*EXERCISE TASK*:
Entries follow. Set all of them down as they stand.

*DATA PROVIDED*:

════════════════

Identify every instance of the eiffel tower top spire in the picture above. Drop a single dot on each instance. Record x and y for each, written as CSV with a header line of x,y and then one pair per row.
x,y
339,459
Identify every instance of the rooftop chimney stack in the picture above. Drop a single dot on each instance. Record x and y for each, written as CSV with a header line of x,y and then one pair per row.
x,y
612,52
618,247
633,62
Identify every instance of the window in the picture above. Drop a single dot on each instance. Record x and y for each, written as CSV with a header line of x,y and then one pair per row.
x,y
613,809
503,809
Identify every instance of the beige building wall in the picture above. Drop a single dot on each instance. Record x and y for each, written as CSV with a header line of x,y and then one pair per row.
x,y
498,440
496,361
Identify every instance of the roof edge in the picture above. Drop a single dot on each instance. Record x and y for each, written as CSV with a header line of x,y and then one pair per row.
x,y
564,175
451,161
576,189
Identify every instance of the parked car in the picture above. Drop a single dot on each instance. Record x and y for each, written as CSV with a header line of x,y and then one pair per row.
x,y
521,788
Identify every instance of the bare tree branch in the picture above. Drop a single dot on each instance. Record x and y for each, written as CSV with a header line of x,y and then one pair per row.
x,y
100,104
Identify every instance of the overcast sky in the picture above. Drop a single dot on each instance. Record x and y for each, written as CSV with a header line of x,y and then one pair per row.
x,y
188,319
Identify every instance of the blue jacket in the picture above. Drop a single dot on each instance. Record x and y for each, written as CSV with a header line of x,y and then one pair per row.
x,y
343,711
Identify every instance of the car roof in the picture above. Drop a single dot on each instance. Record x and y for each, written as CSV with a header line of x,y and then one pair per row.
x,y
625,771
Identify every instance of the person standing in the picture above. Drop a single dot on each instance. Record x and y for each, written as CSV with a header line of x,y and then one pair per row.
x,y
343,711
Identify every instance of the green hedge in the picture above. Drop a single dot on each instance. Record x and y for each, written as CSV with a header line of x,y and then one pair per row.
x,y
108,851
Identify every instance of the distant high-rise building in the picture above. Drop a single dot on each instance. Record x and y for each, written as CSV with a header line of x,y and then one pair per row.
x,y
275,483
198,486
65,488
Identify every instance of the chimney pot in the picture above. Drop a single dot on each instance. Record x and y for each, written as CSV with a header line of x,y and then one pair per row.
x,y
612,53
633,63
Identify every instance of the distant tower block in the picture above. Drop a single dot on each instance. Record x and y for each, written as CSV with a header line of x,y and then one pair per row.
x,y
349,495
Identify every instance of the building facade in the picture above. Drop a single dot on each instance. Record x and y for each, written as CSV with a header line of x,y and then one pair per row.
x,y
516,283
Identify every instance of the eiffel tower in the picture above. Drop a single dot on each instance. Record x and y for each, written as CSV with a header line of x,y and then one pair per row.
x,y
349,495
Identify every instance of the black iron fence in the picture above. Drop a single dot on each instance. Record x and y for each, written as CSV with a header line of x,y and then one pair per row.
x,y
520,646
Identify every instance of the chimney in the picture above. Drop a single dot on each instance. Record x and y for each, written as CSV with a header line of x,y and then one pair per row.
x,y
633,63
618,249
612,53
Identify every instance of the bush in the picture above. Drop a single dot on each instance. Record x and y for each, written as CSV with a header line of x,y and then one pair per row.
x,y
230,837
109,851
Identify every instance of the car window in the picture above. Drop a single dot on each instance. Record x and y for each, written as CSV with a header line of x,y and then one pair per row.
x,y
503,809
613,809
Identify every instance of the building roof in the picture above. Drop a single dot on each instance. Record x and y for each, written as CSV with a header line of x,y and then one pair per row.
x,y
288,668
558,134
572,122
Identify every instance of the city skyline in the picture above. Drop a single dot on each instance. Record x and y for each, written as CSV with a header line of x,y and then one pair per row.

════════════════

*RESULT OF THE EXERCISE*:
Identify every instance of the eiffel tower top spire in the picture above. Drop a single dot on each instance. Record x and y for each, written as CSV with a header line of x,y and then one pair per row.
x,y
339,459
Identify every instance of the rooftop chimney stack in the picture above. Drop a single dot on each instance. Record x and y for each, written as CSV with a header line of x,y and then one pair per row.
x,y
612,52
618,247
633,62
Identify every instance of the window in the picture above. Drop a single dot on each instance. Record x and y for each, written as CSV with a header line of x,y and then one pair per row.
x,y
613,809
503,809
Identify every instance of the beige building wall in the picture above. Drop a single dot on each instance. Record x and y for each, written as CSV with a header line of x,y and then one pair per row.
x,y
498,440
496,361
Identify every instance of the roof edge in the picture above. Drop a single dot on each instance. Record x and y for each, written as CSV with a header line of x,y and then one pair per row.
x,y
564,175
451,161
576,189
Identify every instance of the parked car in the picture above. Drop a single dot on each instance. Record x and y for each, written as CSV with a header line of x,y and then one pair per row.
x,y
521,788
Identify every instance of the bare tree branch in the picture above. Drop a single dot on each instance. Record x and y for each, written as CSV with a header line of x,y and then one pair per row.
x,y
100,104
Identify every instance of the overcast sky in the picture above. Drop a single dot on each instance. Record x and y for each, written as CSV with a header line of x,y and then one pair per row.
x,y
188,319
Identify every instance of the blue jacket in the picture above. Drop a single dot on each instance. Record x and y for each, written as CSV with a header line of x,y and then one pair per row.
x,y
343,711
Identify every instance of the car roof in the picture above. Drop a single dot on each instance. Record x and y for each, written as CSV with a header line of x,y and then one pair per row.
x,y
625,771
Identify every instance of the person standing in the picture above. Drop a single dot on each instance. Record x and y for each, written as CSV with a header line of x,y and then one pair per row.
x,y
343,711
Identify every instance of the green hedge in the picture above. Drop a single dot on each instance. Record x and y for each, written as CSV with a header line of x,y and then one pair per row.
x,y
108,851
Identify every instance of the distant high-rise building in the picture above. Drop a single dot on each instance. Record x and y for each, written as CSV with a header line of x,y and then one pair per row.
x,y
275,483
198,486
65,488
Identify every instance of the chimney pot in the picture above. Drop a single dot on each instance. Record x and y for each, written as CSV with a header line of x,y and then one pair per row.
x,y
612,53
633,63
Identify every instance of the distant tower block in the picture above. Drop a single dot on each instance. Record x and y for each, written as CSV with a header line of x,y and then one pair per row.
x,y
349,495
Identify every instance of the building facade in the picture above. Drop a single dot on each instance. Record x and y for each, written as CSV with a header line of x,y and then one pair per row.
x,y
516,283
Identify every instance of the eiffel tower in the picture above. Drop a single dot on each instance. Record x and y for each, written as CSV with a header line of x,y and then one pair per row.
x,y
349,495
Identify every instance of the black iron fence in the picture above. Drop a single dot on each instance. Record x and y for each, written as CSV with a header line of x,y and then one pair per row.
x,y
520,646
Identify every instance of the chimney in the picture above. Drop a single dot on each instance. Record x and y for each, written as CSV with a header line of x,y and then one pair per row.
x,y
633,63
618,249
612,53
Identify every instance of the bush in the picture above. Drop a single dot on each instance. Record x and y for each, written as CSV with a header line of x,y and then one pair per row.
x,y
230,837
109,851
Identify every instance of the car window in the picture above. Drop a single dot on each instance. Record x and y for each, written as CSV with a header line of x,y and then one pair per row.
x,y
503,809
613,809
Identify every instance of the building roof in the picture above. Drop a single dot on each instance. Record x and y for each, written as CSV with a header line of x,y and then one pair per row.
x,y
288,668
558,134
572,122
Identify every instance of the city skyline in the picture above. Drop a single dot on each instance. Record x and y for each, written as CSV with a header line of x,y and then one pair per row.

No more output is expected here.